Dalam gugatan yang diajukan ke Pengadilan Distrik Nagasaki, para penggugat berargumen bahwa paparan radiasi yang dialami orang tua mereka pada peristiwa bom atom Amerika Serikat pada 1945 telah mempengaruhi kesehatan mereka.
Para penggugat mengatakan bahwa kegagalan negara untuk memberi mereka bantuan telah melanggar jaminan konstitusional atas kesetaraan di bawah hukum.
Penolakan itu adalah putusan pertama atas gugatan tentang dampak radiasi pada anak-anak korban yang selamat, dan ada pula kasus serupa di Hiroshima yang belum diputuskan.
Sebanyak 28 penggugat, yang merupakan anak korban bom atom Nagasaki, meminta ganti rugi masing-masing senilai 100.000 yen (sekitar Rp11,42 juta) dari pemerintah.

TUGAS »
**A)** Salin kata demi kata bagian kutipan tentang gugatan anak korban bom atom Nagasaki, mulai dari kata-kata yang memuat "Dalam gugatan yang" dan berhenti setelah "mempengaruhi kesehatan mereka.".
**B)** Tunjukkan setiap baris dalam catatan yang mengandung kata "clicks", lalu salin baris-baris tersebut.

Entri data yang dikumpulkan

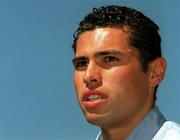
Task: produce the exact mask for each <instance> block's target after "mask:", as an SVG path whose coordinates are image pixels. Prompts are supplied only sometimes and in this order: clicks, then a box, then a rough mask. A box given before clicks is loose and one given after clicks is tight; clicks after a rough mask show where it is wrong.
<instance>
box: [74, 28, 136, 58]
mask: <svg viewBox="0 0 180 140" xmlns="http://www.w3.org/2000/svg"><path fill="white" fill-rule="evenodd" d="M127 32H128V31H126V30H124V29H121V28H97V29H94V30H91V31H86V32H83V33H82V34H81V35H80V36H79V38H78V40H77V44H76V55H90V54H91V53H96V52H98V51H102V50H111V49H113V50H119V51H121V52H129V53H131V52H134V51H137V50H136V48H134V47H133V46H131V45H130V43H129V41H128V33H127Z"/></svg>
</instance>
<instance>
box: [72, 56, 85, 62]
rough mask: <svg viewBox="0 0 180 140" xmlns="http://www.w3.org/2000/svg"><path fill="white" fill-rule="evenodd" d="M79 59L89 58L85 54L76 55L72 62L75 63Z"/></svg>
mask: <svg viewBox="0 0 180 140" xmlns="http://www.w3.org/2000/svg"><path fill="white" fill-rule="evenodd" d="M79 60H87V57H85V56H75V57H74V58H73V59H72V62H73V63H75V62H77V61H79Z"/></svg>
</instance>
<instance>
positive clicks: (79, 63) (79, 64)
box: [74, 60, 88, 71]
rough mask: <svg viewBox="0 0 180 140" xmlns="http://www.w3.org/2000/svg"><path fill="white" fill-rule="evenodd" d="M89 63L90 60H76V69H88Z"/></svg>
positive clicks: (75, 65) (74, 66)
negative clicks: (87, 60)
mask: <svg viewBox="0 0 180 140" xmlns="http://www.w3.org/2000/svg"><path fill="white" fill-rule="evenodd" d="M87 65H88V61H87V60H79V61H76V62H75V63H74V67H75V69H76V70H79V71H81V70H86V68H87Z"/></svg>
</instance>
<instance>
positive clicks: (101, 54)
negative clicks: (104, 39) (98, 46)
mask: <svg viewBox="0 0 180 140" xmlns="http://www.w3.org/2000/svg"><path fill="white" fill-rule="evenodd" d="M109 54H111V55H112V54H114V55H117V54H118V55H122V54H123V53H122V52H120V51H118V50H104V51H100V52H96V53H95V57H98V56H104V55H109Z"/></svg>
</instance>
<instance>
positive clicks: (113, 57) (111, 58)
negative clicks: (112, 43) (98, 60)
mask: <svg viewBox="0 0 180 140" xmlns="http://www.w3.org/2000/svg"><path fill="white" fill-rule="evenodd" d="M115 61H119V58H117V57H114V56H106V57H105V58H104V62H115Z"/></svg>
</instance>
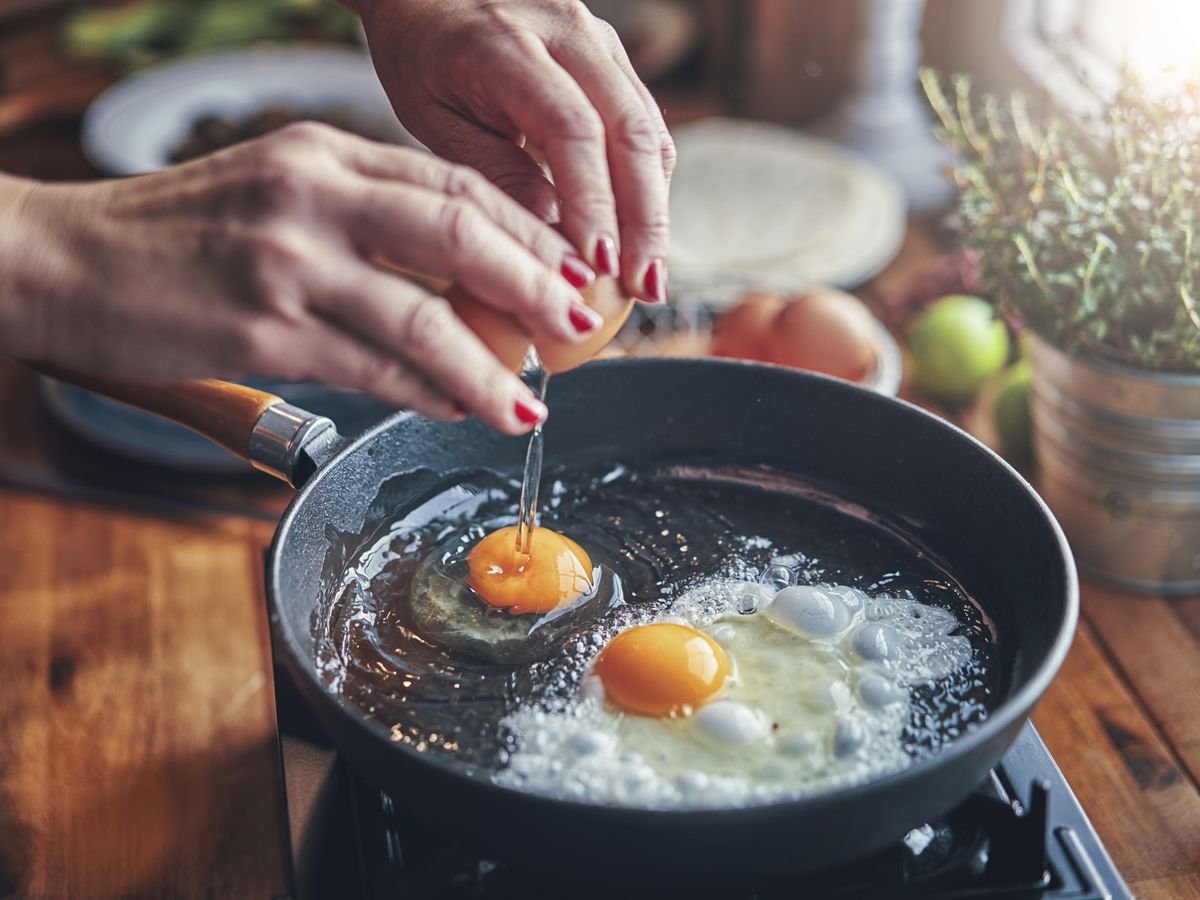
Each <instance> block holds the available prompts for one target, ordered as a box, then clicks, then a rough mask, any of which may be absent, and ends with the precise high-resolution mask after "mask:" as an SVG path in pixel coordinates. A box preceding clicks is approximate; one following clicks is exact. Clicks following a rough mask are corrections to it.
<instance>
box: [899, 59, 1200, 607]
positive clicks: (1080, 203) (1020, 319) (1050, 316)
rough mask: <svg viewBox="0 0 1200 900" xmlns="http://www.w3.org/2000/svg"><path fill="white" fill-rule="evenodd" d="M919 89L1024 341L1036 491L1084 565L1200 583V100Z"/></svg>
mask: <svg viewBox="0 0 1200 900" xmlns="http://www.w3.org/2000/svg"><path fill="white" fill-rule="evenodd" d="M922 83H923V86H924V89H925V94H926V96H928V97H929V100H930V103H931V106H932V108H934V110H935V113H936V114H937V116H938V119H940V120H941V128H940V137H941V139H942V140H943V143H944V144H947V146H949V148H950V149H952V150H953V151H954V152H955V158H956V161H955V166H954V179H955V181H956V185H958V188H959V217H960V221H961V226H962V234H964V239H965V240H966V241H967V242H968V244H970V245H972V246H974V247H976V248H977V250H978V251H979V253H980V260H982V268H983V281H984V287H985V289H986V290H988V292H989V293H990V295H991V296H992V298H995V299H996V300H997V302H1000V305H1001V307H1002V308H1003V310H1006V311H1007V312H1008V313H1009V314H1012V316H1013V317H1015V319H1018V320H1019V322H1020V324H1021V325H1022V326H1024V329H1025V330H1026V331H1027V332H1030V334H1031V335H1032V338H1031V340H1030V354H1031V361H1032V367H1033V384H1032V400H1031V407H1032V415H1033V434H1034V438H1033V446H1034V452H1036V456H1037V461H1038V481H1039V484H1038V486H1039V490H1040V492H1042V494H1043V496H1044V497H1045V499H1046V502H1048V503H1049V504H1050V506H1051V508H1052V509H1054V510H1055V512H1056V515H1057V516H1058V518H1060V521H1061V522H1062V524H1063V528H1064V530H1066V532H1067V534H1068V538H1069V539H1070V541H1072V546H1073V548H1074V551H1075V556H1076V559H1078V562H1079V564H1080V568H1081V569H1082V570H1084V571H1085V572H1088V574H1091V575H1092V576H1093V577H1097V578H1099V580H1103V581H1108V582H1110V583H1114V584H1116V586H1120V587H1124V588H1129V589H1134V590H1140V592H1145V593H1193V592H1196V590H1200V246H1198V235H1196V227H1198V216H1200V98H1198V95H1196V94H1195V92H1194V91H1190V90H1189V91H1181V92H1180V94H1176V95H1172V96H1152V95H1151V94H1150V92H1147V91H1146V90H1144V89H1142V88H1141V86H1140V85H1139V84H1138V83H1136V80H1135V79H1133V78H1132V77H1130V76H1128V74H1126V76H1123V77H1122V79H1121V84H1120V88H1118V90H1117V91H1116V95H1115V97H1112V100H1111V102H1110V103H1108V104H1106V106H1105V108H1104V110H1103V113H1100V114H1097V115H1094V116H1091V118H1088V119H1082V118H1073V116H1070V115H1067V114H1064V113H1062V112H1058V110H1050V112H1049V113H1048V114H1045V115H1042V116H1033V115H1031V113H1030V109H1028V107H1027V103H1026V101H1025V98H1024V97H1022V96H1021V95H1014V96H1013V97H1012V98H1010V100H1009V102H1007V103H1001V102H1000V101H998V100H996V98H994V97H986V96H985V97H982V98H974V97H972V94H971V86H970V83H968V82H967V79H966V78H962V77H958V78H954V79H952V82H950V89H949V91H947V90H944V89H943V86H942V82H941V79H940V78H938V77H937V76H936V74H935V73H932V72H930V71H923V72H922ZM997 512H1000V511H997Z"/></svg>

JAWABAN »
**A)**
Dalam gugatan yang diajukan ke Pengadilan Distrik Nagasaki, para penggugat berargumen bahwa paparan radiasi yang dialami orang tua mereka pada peristiwa bom atom Amerika Serikat pada 1945 telah mempengaruhi kesehatan mereka.

**B)**
Task: produce the exact mask for each <instance> block's target after "mask:", as an SVG path whose coordinates are image pixels. Prompts are supplied only sometimes and in this order: clicks, then a box, then a rough mask. A box given before clicks is loose and one given after clicks is tight; clicks after a rough mask show where it is wrong.
positive clicks: (79, 63) (79, 64)
positive clicks: (75, 65) (74, 66)
negative clicks: (87, 60)
positive clicks: (101, 54)
negative clicks: (104, 39) (98, 46)
positive clicks: (113, 57) (111, 58)
negative clicks: (112, 43) (98, 60)
Each <instance> block holds the available prompts for one target, ordered as a box, then clicks, then a rough mask, any of which may be absent, and ends with the precise high-resolution mask after "mask:" as an SVG path in pixel coordinates. A box preceding clicks is approximate; one following clicks is exact. Clicks following a rough mask are corrections to it.
positive clicks: (1080, 203) (1020, 319) (1050, 316)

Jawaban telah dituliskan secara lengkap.